The reason question here is that you both say that it worked fine at one point in time, which would point to a change in the way we are allocating memory or the underlying runtime. We recently switched to .NET 5 which could definitely have introduced some issues like this, but since you have already tried older builds (which should have the .NET runtime bundled) I'm not so sure..
Can you confirm that when you are checking old builds, you are using the AppImage, and not self-compiling or otherwise?
Thank you for reopening and taking a closer look at it. I can confirm that I tried both compiling and the AppImage, on a recent and an old build.
I'll send a trace with multiple stutters in a few minutes.
The important part is that when you are testing on the old build, you are using the AppImage, or explicitly compiling with the older .NET runtime (3.x should do fine). Conversely, ensure you are building using .NET 5 when building the newer release (although I believe this is a requirement these days, so should be enforced at compile time).
Can you confirm that when you are checking old builds, you are using the AppImage, and not self-compiling or otherwise?

Exercises to complete
[A] Reproduce the stretch of the .NET build thread from "Thank you for" through "a few minutes.", word for word.
[B] Transcribe the records verbatim from their beginning through the line containing "[[205, 249], [611, 190], [307, 337]]", including both ends, and omit the pictures.

Records for this task
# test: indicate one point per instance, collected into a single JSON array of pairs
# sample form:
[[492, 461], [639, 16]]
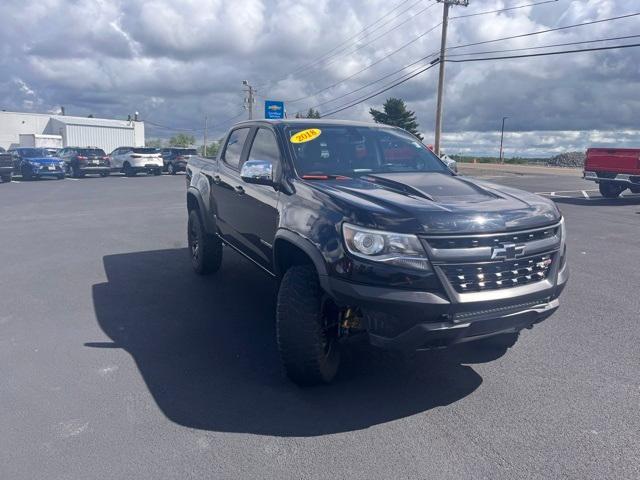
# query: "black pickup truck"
[[6, 165], [370, 234]]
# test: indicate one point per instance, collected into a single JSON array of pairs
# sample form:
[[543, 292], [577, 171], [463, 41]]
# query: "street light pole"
[[443, 47], [250, 98], [502, 139], [204, 148]]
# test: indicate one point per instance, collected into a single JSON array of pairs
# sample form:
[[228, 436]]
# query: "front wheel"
[[205, 249], [611, 190], [307, 337]]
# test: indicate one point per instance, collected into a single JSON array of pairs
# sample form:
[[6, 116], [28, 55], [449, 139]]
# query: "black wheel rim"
[[194, 242]]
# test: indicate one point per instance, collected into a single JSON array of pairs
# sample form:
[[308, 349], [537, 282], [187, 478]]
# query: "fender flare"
[[208, 221], [307, 247]]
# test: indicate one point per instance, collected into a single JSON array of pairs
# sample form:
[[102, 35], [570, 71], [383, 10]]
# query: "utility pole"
[[204, 148], [250, 98], [443, 47], [502, 139]]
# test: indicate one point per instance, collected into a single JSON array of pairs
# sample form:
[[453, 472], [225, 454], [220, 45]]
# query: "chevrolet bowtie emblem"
[[507, 251]]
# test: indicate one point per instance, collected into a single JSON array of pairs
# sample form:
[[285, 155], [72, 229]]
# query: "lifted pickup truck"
[[370, 234], [613, 169]]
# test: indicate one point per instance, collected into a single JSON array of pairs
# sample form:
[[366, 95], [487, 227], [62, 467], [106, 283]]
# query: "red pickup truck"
[[613, 169]]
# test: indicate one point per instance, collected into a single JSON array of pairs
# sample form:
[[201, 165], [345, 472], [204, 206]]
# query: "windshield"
[[186, 151], [34, 153], [344, 150], [146, 150]]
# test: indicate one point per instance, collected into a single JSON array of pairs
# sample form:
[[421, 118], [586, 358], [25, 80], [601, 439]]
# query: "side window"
[[265, 147], [233, 149]]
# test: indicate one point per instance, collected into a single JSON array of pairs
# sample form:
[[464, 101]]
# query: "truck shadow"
[[206, 350]]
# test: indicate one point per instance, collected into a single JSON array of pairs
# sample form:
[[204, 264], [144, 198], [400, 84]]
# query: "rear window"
[[145, 150], [91, 151]]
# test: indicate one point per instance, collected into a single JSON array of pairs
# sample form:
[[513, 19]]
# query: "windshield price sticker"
[[306, 135]]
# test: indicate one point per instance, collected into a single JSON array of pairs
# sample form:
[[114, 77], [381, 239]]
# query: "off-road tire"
[[128, 170], [26, 174], [611, 190], [309, 357], [206, 255]]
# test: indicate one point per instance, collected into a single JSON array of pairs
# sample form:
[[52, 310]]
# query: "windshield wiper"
[[323, 176]]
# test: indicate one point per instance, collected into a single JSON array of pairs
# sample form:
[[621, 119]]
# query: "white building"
[[69, 131]]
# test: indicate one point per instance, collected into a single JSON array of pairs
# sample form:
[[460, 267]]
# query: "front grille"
[[606, 175], [492, 240], [497, 275]]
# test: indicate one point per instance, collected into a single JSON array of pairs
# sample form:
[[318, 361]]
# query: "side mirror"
[[258, 172]]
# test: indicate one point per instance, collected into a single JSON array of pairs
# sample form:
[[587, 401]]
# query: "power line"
[[545, 54], [409, 43], [540, 32], [371, 65], [516, 7], [386, 88], [400, 82], [348, 40], [566, 44]]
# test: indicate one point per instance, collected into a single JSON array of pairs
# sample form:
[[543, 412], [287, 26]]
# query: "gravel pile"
[[569, 159]]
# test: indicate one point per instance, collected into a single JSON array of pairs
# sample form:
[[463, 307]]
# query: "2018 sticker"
[[306, 135]]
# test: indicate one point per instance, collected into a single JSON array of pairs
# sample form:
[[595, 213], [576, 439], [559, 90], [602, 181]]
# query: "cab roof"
[[314, 121]]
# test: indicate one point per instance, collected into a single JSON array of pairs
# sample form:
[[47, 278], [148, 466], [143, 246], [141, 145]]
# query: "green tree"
[[310, 114], [182, 140], [396, 113]]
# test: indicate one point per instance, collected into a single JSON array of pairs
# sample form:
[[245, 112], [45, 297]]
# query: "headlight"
[[391, 248]]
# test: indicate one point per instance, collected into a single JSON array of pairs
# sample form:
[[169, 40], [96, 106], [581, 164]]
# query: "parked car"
[[133, 160], [369, 233], [613, 169], [175, 159], [34, 163], [80, 161], [6, 165]]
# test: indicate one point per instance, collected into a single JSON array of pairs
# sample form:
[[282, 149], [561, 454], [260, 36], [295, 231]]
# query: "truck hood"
[[44, 160], [438, 203]]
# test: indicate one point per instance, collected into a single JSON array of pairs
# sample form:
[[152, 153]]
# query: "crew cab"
[[369, 234], [613, 169], [81, 161], [33, 163], [6, 165], [133, 160]]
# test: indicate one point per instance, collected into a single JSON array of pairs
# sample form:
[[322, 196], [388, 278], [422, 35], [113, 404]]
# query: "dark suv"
[[80, 161], [176, 159], [369, 233], [7, 164]]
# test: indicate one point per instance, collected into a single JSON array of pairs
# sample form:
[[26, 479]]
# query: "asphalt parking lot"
[[116, 361]]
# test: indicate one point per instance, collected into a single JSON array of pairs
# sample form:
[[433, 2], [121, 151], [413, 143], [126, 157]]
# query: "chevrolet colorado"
[[369, 233]]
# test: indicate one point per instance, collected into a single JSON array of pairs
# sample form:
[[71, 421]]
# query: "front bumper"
[[620, 178], [417, 320]]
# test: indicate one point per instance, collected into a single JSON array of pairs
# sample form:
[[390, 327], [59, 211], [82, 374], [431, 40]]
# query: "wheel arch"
[[290, 249]]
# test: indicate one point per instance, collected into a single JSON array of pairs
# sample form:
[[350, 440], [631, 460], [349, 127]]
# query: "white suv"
[[131, 160]]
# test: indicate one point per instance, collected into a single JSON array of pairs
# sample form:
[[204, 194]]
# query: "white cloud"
[[177, 60]]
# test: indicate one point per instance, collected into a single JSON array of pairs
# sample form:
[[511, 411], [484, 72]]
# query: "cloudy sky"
[[175, 61]]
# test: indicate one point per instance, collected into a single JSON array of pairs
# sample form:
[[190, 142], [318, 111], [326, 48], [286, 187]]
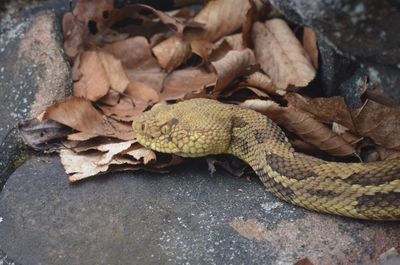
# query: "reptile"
[[200, 127]]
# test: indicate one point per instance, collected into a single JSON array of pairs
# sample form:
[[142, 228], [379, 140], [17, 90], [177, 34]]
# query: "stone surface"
[[355, 38], [186, 217], [33, 73]]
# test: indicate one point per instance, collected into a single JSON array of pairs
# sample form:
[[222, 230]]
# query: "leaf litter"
[[125, 60]]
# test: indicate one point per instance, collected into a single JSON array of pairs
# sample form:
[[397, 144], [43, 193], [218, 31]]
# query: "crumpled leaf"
[[79, 114], [137, 97], [373, 120], [94, 83], [185, 83], [220, 18], [216, 18], [172, 52], [233, 65], [46, 135], [281, 55], [303, 125], [115, 73], [263, 82], [310, 45]]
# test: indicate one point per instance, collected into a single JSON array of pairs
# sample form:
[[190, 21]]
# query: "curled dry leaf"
[[138, 61], [232, 66], [219, 18], [139, 152], [115, 73], [281, 55], [263, 82], [373, 120], [45, 135], [79, 114], [137, 97], [172, 52], [328, 110], [186, 82], [226, 44], [310, 45], [303, 125], [94, 83], [134, 53]]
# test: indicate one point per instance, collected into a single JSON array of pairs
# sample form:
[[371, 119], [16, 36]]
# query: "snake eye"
[[165, 129]]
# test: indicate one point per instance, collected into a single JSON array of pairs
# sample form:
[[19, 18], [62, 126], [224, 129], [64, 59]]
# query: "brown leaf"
[[379, 122], [134, 53], [172, 52], [216, 18], [226, 44], [79, 114], [310, 45], [263, 82], [373, 120], [94, 83], [220, 18], [328, 110], [45, 135], [303, 261], [137, 97], [140, 153], [232, 66], [115, 73], [281, 55], [185, 82], [303, 125], [201, 48]]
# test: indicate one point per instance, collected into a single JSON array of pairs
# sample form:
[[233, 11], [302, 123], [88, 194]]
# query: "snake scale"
[[200, 127]]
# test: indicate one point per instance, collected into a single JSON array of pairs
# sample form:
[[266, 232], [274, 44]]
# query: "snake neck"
[[363, 191]]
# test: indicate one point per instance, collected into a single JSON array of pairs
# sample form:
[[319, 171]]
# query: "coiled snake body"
[[200, 127]]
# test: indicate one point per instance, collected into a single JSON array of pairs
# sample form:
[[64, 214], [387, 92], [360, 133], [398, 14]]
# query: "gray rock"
[[355, 37], [186, 217], [33, 74]]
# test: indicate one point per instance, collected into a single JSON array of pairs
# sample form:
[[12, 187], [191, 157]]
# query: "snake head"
[[185, 129]]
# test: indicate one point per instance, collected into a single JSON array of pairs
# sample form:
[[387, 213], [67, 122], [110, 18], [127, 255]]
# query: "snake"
[[200, 127]]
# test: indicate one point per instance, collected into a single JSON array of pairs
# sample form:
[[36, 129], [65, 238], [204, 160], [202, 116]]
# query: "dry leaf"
[[303, 125], [373, 120], [46, 135], [328, 110], [216, 18], [263, 82], [186, 82], [220, 18], [379, 122], [232, 66], [115, 73], [79, 114], [172, 52], [303, 261], [137, 97], [281, 55], [139, 152], [310, 45], [94, 83]]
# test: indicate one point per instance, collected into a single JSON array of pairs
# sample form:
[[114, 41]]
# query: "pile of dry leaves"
[[237, 51]]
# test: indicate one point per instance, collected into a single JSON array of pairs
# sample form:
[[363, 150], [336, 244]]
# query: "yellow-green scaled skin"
[[200, 127]]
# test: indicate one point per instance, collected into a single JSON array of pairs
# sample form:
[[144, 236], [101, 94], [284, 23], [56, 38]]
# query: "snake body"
[[200, 127]]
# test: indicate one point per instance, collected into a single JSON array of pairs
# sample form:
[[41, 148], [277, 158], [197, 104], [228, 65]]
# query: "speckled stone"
[[185, 217], [33, 72], [356, 39]]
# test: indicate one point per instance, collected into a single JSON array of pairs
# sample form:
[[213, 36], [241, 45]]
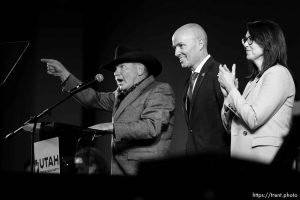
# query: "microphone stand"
[[35, 118]]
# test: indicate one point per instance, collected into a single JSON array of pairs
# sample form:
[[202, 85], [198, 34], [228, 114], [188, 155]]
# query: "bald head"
[[190, 44], [192, 30]]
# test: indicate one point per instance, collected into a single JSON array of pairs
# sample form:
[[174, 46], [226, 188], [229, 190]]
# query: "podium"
[[55, 146]]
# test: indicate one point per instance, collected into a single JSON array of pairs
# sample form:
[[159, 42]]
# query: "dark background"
[[83, 35]]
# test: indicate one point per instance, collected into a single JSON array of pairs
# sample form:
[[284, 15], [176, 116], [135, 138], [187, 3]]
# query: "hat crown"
[[122, 50], [124, 53]]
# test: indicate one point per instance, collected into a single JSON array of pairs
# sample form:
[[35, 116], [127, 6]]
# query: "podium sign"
[[46, 154]]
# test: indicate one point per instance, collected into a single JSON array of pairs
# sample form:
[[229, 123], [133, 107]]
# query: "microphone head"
[[99, 77]]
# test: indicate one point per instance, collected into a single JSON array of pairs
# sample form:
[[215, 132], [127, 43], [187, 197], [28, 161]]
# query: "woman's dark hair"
[[270, 37]]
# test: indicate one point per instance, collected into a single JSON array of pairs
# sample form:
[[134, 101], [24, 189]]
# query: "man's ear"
[[201, 43], [141, 69]]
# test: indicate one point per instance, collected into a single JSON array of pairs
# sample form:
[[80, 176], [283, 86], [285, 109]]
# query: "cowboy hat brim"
[[153, 66]]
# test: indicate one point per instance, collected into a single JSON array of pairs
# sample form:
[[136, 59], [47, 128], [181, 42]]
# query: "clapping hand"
[[227, 79]]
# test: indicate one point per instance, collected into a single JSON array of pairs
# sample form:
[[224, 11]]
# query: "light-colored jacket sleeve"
[[89, 98], [273, 91]]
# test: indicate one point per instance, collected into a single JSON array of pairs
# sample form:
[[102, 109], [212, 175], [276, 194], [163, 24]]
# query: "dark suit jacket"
[[206, 133], [143, 122]]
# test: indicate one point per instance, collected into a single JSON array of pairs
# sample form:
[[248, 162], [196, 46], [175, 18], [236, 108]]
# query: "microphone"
[[98, 77]]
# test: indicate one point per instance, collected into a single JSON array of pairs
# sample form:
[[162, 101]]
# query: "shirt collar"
[[199, 67]]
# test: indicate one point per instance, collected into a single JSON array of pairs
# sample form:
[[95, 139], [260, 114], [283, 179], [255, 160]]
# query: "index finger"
[[47, 60]]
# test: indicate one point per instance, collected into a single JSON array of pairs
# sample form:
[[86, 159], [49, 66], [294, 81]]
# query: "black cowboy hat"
[[125, 54]]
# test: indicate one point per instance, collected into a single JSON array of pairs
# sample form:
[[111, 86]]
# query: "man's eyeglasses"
[[248, 39]]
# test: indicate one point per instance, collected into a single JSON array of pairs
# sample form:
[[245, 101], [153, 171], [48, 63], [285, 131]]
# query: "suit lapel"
[[184, 99], [132, 96], [201, 77]]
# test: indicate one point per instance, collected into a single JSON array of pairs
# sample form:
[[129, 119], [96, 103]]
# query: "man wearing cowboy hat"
[[142, 108]]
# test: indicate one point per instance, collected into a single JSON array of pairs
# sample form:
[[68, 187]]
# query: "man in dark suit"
[[142, 108], [203, 98]]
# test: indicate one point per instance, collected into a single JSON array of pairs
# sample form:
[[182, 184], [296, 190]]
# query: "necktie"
[[193, 78]]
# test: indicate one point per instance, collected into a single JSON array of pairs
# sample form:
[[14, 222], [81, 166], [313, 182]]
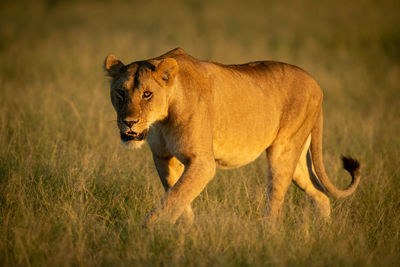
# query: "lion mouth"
[[132, 136]]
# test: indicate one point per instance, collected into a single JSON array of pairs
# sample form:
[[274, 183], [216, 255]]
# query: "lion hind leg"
[[306, 180], [282, 159]]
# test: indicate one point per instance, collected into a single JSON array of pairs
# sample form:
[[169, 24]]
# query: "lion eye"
[[121, 93], [147, 94]]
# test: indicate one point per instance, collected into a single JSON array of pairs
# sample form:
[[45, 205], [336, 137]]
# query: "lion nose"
[[130, 123]]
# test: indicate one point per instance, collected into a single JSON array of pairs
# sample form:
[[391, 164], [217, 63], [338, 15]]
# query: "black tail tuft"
[[351, 165]]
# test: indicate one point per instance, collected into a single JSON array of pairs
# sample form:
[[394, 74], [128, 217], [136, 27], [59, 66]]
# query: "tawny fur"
[[202, 115]]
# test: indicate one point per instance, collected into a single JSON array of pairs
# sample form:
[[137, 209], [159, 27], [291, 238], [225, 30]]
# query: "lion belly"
[[246, 121]]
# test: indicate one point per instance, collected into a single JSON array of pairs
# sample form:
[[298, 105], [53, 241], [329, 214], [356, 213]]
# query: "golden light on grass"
[[70, 194]]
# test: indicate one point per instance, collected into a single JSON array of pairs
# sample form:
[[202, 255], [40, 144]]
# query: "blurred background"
[[71, 195]]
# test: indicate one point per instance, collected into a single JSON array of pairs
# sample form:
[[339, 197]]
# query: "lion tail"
[[349, 164]]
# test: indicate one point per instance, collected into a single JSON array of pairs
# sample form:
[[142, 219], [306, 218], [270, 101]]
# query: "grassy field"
[[70, 194]]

The responses
[A]
Thank you for reopening and taking a closer look at it. I can confirm that I tried both compiling and the AppImage, on a recent and an old build.
I'll send a trace with multiple stutters in a few minutes.

[B]
# test: indicate one point per instance, collected into a single JSON array of pairs
# sample form:
[[492, 461], [639, 16]]
# query: "black pickup truck"
[[6, 165], [370, 234]]
# test: indicate one point per instance, collected into a single JSON array of pairs
# sample form:
[[543, 292], [577, 171], [463, 41]]
# query: "street light pole"
[[443, 47], [250, 98], [502, 139], [204, 148]]
# test: indicate one point per instance, collected into a single JSON array of pairs
# sample form:
[[228, 436]]
# query: "front wheel"
[[205, 249], [611, 190], [307, 337]]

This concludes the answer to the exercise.